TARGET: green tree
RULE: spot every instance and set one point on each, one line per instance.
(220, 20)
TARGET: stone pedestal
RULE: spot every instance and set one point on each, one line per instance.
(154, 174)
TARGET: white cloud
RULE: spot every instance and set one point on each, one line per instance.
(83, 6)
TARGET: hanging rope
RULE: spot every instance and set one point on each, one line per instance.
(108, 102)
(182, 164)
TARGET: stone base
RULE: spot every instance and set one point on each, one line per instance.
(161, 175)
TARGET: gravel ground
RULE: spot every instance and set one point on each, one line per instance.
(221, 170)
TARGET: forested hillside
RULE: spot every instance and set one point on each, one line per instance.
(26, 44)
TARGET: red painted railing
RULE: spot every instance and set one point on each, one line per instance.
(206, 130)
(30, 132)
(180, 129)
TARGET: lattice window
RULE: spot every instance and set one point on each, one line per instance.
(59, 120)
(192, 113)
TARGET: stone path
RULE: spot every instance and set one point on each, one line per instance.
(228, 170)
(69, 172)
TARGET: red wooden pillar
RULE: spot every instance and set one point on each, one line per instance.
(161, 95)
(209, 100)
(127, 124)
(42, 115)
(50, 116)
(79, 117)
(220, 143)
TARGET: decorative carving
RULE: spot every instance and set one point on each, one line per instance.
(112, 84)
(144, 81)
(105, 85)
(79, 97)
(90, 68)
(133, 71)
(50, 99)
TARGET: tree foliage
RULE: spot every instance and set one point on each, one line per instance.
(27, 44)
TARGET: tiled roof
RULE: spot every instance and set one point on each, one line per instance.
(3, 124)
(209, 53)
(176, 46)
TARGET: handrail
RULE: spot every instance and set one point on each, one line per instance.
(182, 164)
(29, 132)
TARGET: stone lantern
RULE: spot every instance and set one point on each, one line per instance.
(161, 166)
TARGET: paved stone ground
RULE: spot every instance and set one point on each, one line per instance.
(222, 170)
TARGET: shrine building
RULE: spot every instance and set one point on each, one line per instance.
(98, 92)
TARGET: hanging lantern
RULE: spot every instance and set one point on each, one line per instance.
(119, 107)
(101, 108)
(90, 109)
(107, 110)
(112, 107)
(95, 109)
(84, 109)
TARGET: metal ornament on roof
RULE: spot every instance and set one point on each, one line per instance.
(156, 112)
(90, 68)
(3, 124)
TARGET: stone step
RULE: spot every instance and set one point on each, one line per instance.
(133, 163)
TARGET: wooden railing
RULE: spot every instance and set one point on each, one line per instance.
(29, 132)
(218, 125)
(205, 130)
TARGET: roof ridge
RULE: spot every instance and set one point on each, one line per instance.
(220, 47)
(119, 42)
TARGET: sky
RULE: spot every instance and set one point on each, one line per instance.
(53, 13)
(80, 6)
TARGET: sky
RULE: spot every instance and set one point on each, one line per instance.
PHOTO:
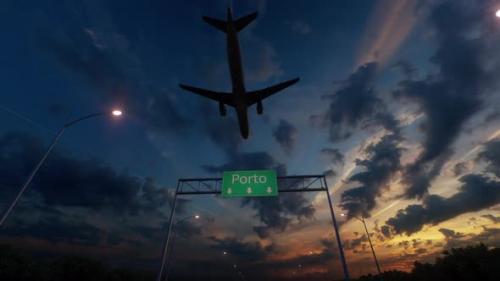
_ _ _ _
## Exercise:
An exact copy of the listing above is to be set down, with no pictures in it.

## Result of this exercise:
TARGET: green tree
RULE: spot every instance and set one point on each, one line per instance.
(220, 20)
TARGET: stone pedestal
RULE: spot every instance and set one point on each, one line per instance.
(154, 174)
TARGET: white cloud
RULE: spot every instance and set one point on each, one line per instance.
(83, 6)
TARGET: hanging rope
RULE: spot every instance and set one point on each, one line per instance.
(108, 102)
(182, 164)
TARGET: stone base
RULE: spot every instance and set one point on each, one line per instance.
(161, 175)
TARGET: gravel ground
RULE: spot every instance and set one point on each, one line per instance.
(221, 170)
TARGET: forested hillside
RULE: spot every instance and set one point on each, one line per instance.
(26, 44)
TARGET: red painted railing
RULE: spot every instance and set one point on each, one line per instance.
(206, 130)
(30, 132)
(180, 129)
TARGET: lattice window
RULE: spot every instance and set one point on each, one line per instance.
(59, 120)
(192, 113)
TARGET: stone path
RULE: spot every instance and set one point on each, one line per instance.
(228, 170)
(69, 172)
TARGET: red wooden pillar
RULE: spot every instance and set one point on each, one line per instance.
(161, 95)
(209, 100)
(127, 124)
(42, 115)
(50, 116)
(79, 117)
(220, 143)
TARGET: decorative carving
RULE: spot every instance and set one point on each, one line per instance.
(112, 84)
(144, 81)
(105, 85)
(79, 97)
(90, 68)
(133, 71)
(50, 99)
TARGET: tree foliage
RULE: spot every instance and set one point on each, one line per instance.
(27, 44)
TARGET: tiled roof
RULE: spot every instance and set one point on each, one line per instance.
(3, 124)
(209, 53)
(176, 46)
TARGET: handrail
RULE: spot every instance and set one point on each, one line per instance.
(182, 164)
(29, 132)
TARGET: stone lantern
RULE: spot every instance and set one point on each, one line per instance.
(161, 166)
TARGET: paved stone ground
RULE: spot every instance and set one point on each, one line per instance.
(222, 170)
TARGET: shrine building
RULE: spot every instance and set one point on each, one line per instance.
(98, 92)
TARGET: hanging lantern
RULE: spot every instance and set one point on each, one line per instance.
(119, 107)
(101, 108)
(90, 109)
(107, 110)
(112, 107)
(95, 109)
(84, 109)
TARGET: metal ornament on roof
RULE: spot every instance and set one point on each, one line per instance.
(156, 112)
(90, 68)
(3, 124)
TARGET: stone step
RULE: spot every instance and set one point on each, one line per instance.
(133, 163)
TARGET: wooden railing
RULE: spot every instance and set one point on each, one line per instance.
(29, 132)
(218, 125)
(205, 130)
TARGET: roof ridge
RULE: spot every instance and set one point on each, one line per instance.
(220, 47)
(119, 42)
TARGET: sky
RULE: spot every instance and set one point on each, one line per instance.
(53, 13)
(80, 6)
TARGET: sky
RULE: spot every instance and set one point on each, one line per instance.
PHOTO:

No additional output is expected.